Document segment:
┄┄┄┄┄┄┄┄┄┄
I wonder. Is this is a daily routine for this man, to throw caution to the wind after taking the time to don his bike helmet and shoes, secure his pants legs, throw his backpack onto his back, grab his duffle bag with his right hand, and his bicycle gloves with his left? I'm glad that his yellow sweater grabbed my attention so that I could get these four quick photos after work on April 2, 2014, as I waited for my second of the two buses I take on my homebound commute. The time on each photo is 5:17 p.m. I thoroughly enjoy my Nikon D5100, DSLR. Yes, I do.

Tuesday, April 22, 2014

Rain protection, again. It's Portland, y'all. You should have heard the rain a few minutes ago, Monday night as I prepared this post. Wow!


I took this photo while parked in a Zipcar. I rolled down the window--well, I pushed the button and the window went down--and took the photo quickly so that not too much rain came inside the car. Not the best conditions for taking a photo of this innovative bike rack at the Pacific Northwest College of Art, but since I'm rarely in The Pearl, I threw caution to the wind. This photo is straight out of the camera. Serendipity that I got another umbrella in use.

Monday, April 21, 2014

Rain protection.


Recent rain brought out these colorful umbrellas and their ladies, a couple blocks from my building. Umbrellas, not the norm in sometimes blustery Portland--I hardly ever use one although I have a travel one in a pouch on my backpack. Instead, I followed the good advice my sons gave me back when I moved to Portland. "Mom, get a raincoat with a hood. You don't want rain dripping off a rain hat down your neck. You don't want an umbrella blowing inside out." Thanks, Lamont and Leland.

First-round, NBA Western Conference Playoffs, Portland Trail Blazers, 122. Houston Rockets, 120. Overtime win for my guys! Hooray!

Sunday, April 20, 2014

For your Easter Sunday.
┄┄┄┄┄┄┄┄┄┄
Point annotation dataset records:
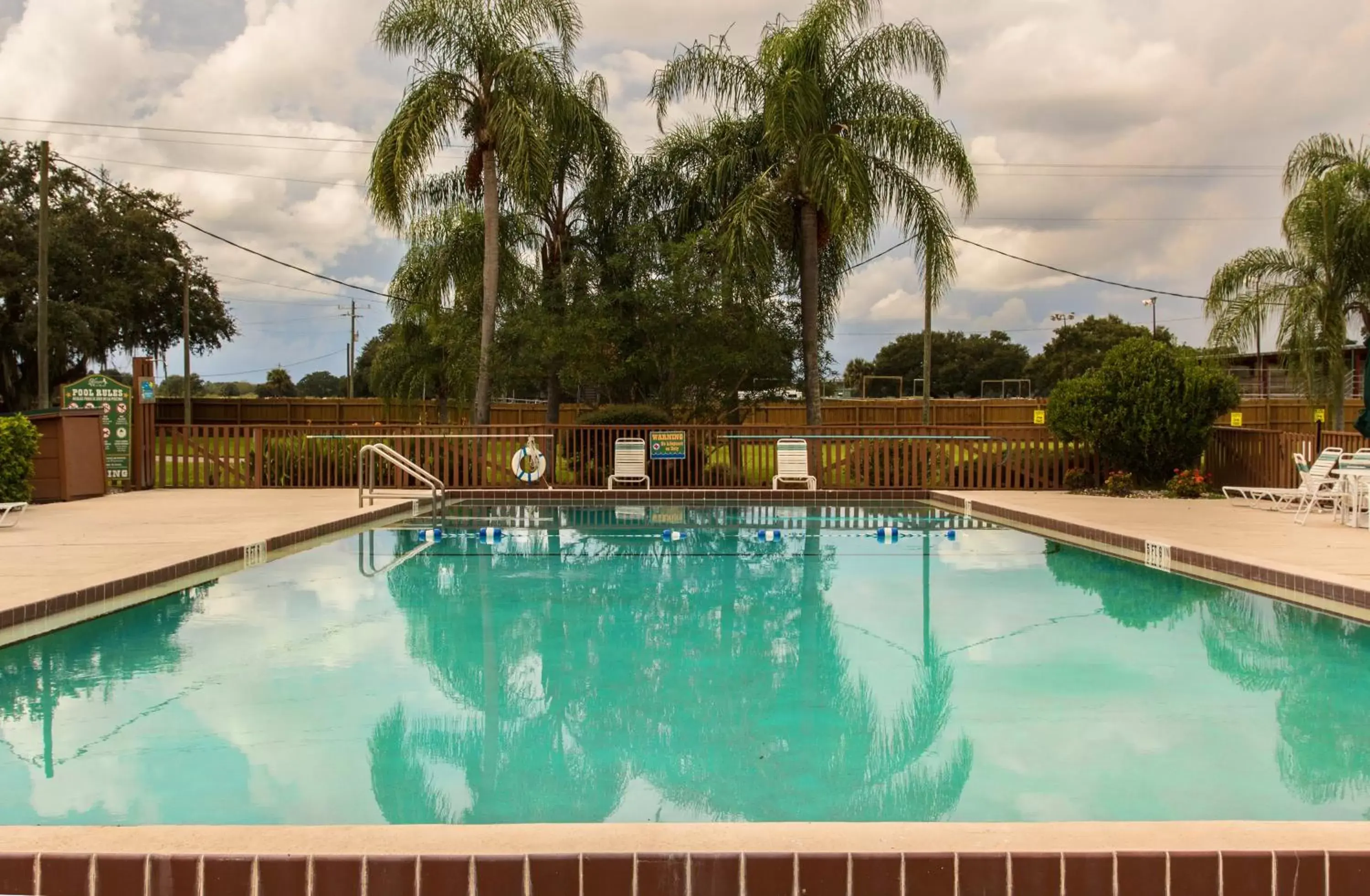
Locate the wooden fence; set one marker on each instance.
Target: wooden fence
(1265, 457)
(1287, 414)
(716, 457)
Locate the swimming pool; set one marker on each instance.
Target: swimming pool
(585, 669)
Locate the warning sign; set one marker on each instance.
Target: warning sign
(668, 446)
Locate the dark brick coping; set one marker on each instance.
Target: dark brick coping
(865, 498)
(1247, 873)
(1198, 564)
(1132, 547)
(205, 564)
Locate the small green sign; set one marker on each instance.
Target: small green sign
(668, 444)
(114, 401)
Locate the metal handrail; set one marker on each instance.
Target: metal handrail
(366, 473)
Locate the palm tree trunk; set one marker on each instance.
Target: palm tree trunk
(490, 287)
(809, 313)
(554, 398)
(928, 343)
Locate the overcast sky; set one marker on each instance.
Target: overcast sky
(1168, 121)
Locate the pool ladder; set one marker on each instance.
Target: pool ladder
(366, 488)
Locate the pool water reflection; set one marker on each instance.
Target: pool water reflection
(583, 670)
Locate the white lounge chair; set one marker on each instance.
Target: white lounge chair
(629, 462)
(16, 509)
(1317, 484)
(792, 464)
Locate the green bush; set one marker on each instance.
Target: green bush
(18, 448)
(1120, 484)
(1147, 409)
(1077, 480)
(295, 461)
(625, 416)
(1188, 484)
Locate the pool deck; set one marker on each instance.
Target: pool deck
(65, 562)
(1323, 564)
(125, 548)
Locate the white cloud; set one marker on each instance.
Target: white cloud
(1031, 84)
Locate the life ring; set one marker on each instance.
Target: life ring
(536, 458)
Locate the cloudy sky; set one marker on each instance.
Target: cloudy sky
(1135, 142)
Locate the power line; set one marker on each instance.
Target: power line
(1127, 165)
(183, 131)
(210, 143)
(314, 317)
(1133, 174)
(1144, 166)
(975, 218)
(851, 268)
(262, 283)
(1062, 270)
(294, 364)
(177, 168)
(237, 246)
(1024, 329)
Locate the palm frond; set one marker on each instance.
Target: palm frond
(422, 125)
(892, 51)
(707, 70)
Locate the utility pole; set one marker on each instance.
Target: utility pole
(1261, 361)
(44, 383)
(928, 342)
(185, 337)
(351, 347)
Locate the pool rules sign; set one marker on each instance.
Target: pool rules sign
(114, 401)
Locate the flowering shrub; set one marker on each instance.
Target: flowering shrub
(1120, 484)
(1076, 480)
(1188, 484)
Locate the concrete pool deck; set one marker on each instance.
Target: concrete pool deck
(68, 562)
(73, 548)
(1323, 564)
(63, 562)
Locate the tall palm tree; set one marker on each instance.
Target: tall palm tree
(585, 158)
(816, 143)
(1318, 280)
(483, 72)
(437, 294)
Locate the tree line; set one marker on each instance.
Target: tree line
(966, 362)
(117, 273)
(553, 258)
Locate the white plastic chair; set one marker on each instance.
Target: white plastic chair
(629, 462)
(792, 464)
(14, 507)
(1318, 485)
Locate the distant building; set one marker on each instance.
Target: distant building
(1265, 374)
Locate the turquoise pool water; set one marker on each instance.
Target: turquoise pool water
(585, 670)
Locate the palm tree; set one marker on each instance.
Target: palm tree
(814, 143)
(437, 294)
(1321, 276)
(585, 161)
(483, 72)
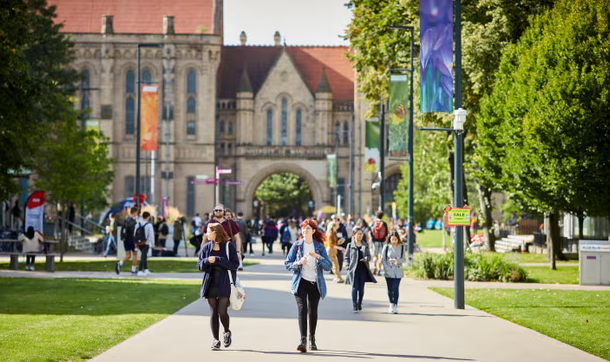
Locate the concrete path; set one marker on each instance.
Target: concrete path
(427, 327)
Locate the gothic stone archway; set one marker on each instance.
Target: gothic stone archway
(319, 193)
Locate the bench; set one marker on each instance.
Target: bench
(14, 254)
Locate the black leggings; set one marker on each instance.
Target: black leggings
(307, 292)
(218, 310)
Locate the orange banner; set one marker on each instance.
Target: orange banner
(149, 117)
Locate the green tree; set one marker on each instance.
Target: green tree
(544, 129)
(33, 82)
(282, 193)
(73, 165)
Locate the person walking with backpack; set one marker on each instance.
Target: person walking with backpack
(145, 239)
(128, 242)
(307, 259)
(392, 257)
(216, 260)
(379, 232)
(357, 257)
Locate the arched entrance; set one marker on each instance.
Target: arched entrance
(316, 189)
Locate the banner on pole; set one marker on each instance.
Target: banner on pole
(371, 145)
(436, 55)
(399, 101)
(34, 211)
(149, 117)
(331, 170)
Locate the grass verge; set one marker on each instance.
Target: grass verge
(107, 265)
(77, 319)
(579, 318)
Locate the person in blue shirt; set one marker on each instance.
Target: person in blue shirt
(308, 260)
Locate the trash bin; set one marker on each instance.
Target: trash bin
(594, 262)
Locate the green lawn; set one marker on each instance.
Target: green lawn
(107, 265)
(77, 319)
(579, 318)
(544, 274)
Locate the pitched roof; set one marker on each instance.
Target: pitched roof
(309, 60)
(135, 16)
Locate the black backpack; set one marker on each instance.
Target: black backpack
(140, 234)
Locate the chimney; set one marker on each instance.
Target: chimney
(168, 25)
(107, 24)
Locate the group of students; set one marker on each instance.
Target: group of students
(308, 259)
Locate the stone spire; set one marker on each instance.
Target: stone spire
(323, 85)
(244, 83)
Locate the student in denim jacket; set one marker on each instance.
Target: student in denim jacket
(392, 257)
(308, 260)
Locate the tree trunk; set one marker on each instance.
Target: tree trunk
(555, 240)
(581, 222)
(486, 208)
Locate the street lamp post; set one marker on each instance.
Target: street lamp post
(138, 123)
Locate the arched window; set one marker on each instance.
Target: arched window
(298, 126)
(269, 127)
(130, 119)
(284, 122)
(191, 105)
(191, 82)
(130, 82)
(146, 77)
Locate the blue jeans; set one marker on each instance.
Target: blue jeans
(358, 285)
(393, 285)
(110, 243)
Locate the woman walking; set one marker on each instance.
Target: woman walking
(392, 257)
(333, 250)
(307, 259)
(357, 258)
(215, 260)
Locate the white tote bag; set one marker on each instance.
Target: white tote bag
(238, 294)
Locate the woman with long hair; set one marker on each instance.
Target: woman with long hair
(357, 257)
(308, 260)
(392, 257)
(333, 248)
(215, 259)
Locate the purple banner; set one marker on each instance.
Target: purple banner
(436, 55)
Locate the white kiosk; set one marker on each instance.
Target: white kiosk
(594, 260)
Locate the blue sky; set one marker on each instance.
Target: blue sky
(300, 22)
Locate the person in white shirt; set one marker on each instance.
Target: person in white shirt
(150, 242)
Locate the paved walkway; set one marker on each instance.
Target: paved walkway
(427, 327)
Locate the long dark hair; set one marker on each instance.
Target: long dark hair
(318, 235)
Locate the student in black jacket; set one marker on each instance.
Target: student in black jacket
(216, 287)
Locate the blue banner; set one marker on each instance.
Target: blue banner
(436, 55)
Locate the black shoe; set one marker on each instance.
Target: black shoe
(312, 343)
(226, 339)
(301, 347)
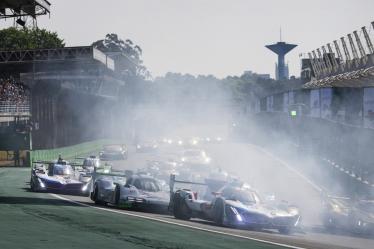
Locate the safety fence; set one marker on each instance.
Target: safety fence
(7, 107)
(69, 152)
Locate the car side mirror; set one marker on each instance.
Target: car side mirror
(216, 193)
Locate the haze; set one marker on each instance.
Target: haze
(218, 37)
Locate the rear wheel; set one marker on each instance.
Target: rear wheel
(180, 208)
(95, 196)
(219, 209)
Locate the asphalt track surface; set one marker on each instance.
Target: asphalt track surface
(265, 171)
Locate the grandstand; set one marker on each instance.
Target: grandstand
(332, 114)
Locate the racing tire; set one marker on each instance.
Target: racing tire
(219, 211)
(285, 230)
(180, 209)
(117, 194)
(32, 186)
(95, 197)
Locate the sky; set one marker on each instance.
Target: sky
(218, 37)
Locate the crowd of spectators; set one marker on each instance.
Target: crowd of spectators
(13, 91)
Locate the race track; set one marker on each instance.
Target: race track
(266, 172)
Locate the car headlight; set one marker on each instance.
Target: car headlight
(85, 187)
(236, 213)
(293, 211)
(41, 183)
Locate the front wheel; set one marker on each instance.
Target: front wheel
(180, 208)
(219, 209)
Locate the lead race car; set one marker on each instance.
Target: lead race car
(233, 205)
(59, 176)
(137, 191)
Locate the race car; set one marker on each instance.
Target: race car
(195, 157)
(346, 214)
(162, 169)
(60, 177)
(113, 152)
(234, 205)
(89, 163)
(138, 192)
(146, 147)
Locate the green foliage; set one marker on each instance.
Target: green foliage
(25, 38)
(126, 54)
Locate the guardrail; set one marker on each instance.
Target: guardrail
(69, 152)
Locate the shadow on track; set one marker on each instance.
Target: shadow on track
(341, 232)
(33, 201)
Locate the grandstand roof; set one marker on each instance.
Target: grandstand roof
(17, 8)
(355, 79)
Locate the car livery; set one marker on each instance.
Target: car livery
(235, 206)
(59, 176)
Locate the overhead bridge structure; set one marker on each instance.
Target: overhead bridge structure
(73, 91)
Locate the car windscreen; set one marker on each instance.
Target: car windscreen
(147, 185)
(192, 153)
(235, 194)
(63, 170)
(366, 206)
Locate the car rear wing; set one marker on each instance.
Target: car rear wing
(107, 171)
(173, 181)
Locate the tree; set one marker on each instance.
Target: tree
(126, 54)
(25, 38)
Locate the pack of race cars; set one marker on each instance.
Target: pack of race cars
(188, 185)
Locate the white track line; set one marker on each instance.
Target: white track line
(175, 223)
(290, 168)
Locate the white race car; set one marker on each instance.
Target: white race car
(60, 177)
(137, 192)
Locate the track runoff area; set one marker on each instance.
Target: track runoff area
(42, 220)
┄┄┄┄┄┄┄┄┄┄
Could you transcribe the Portland blog post between "I wonder. Is" and "this post. Wow!", inclusive?

I wonder. Is this is a daily routine for this man, to throw caution to the wind after taking the time to don his bike helmet and shoes, secure his pants legs, throw his backpack onto his back, grab his duffle bag with his right hand, and his bicycle gloves with his left? I'm glad that his yellow sweater grabbed my attention so that I could get these four quick photos after work on April 2, 2014, as I waited for my second of the two buses I take on my homebound commute. The time on each photo is 5:17 p.m. I thoroughly enjoy my Nikon D5100, DSLR. Yes, I do.

Tuesday, April 22, 2014

Rain protection, again. It's Portland, y'all. You should have heard the rain a few minutes ago, Monday night as I prepared this post. Wow!